Similar changes should be done for the MPEG-2 TS and WebM part.
Comment 7 Aaron Colwell 2013-07-18 17:42:43 UTC
Changes committed.
https://dvcs.w3.org/hg/html-media/rev/2b2d8865de83


Done.

> 
> In the "Track Description" definition:
> Replace:
> "Each track description inside a single initialization segment must have a
> unique Track ID."
> With:
> "Each track description inside a single initialization segment has a Track
> ID. UA must report a "decode" error if the Track ID is not unique within the
> initialization segment."

Done.

> 
> In "SourceBuffer Monitoring"
> The following sentence uses MUST in a NOTE and for the media element. I
> suggest keeping the sentence in the NOTE but using a SHOULD and rephrasing
> it from:
> "When the media element needs more data, it must transition from
> HAVE_ENOUGH_DATA to HAVE_FUTURE_DATA early enough for a web application to
> be able to respond without causing an interruption in playback. "
> to
> "When the media element needs more data, the user agent SHOULD transition it
> from HAVE_ENOUGH_DATA to HAVE_FUTURE_DATA early enough for a web application
> to be able to respond without causing an interruption in playback. "

_TASK TO COMPLETE_.
Continue the bug-tracker comment thread about specification wording changes, starting after its final line.

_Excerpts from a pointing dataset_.
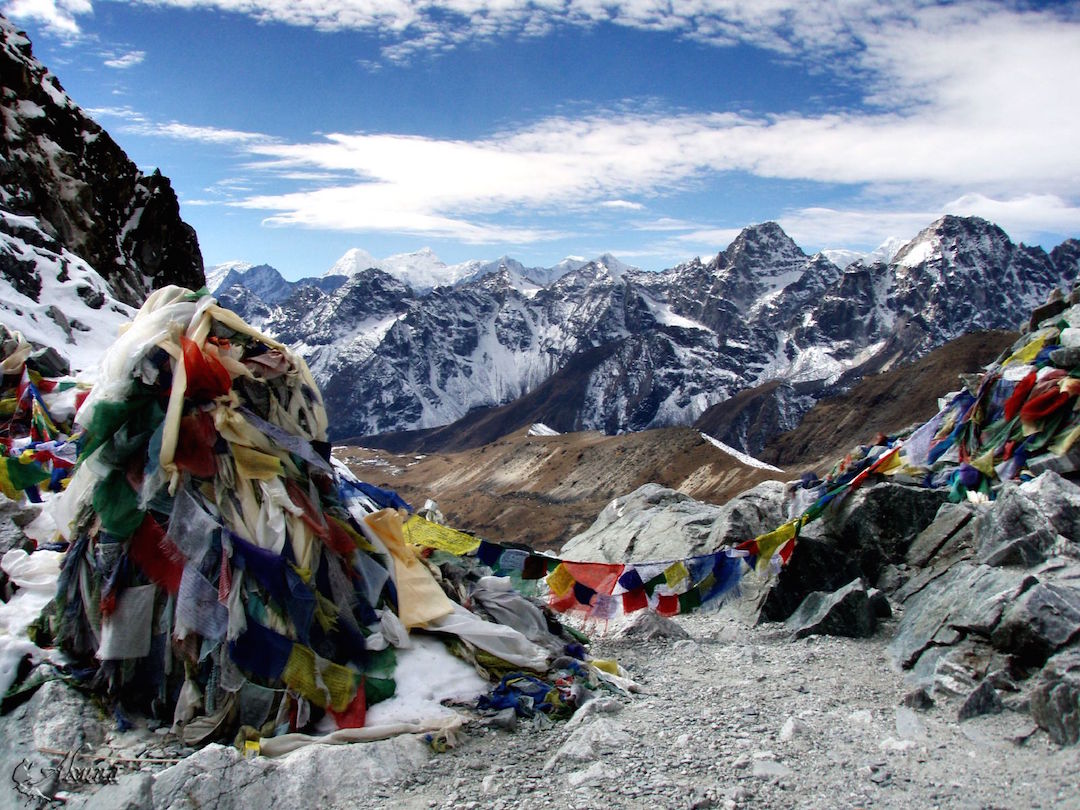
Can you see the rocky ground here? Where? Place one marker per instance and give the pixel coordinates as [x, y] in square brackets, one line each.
[738, 716]
[731, 716]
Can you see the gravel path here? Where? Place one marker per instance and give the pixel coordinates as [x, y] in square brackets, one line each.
[739, 716]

_OUTPUT OF THE TASK_.
Done

> 
> In "Source Buffer - Enumeration description" 
> The following sentence uses MUST for a media segment. However, the first
> part of the sentence is already covered in the coded frame processing
> algorithm. My suggestion is:
> Replace:
> "Coded frames within a media segment must be adjacent in time, but media
> segments can be appended in any order."
> with
> "Media segments can be appended in any order."

Done.

> 
> In "Prepare Append Algorithm":
> The sentence uses MUST in a NOTE and the subject is a "web application".
> Since the MSE spec is about defining conformant UA behavior and not
> conformant Web apps, it should be rewritten from:
> "The web application must use remove() to explicitly free up space and/or
> reduce the size of the append."
> to
> "The web application SHOULD use remove() to explicitly free up space and/or
> reduce the size of the append."
> 

Done.

> Similarly in "Stream Append Loop":
> The sentences uses MUST in a NOTE for a web application. I suggest
> rephrasing from:
> "The web application must use remove() to free up space in the SourceBuffer."
> to
> "The web application SHOULD use remove() to free up space in the
> SourceBuffer."
> 

Done.

> Similarly in "Coded Frame Eviction Algorithm"
> Rephrase:
> "Implementations may use different methods for selecting removal ranges so
> web applications must not depend on a specific behavior."
> to:
> "Implementations may use different methods for selecting removal ranges so
> web applications do not depend on a specific behavior."

Done.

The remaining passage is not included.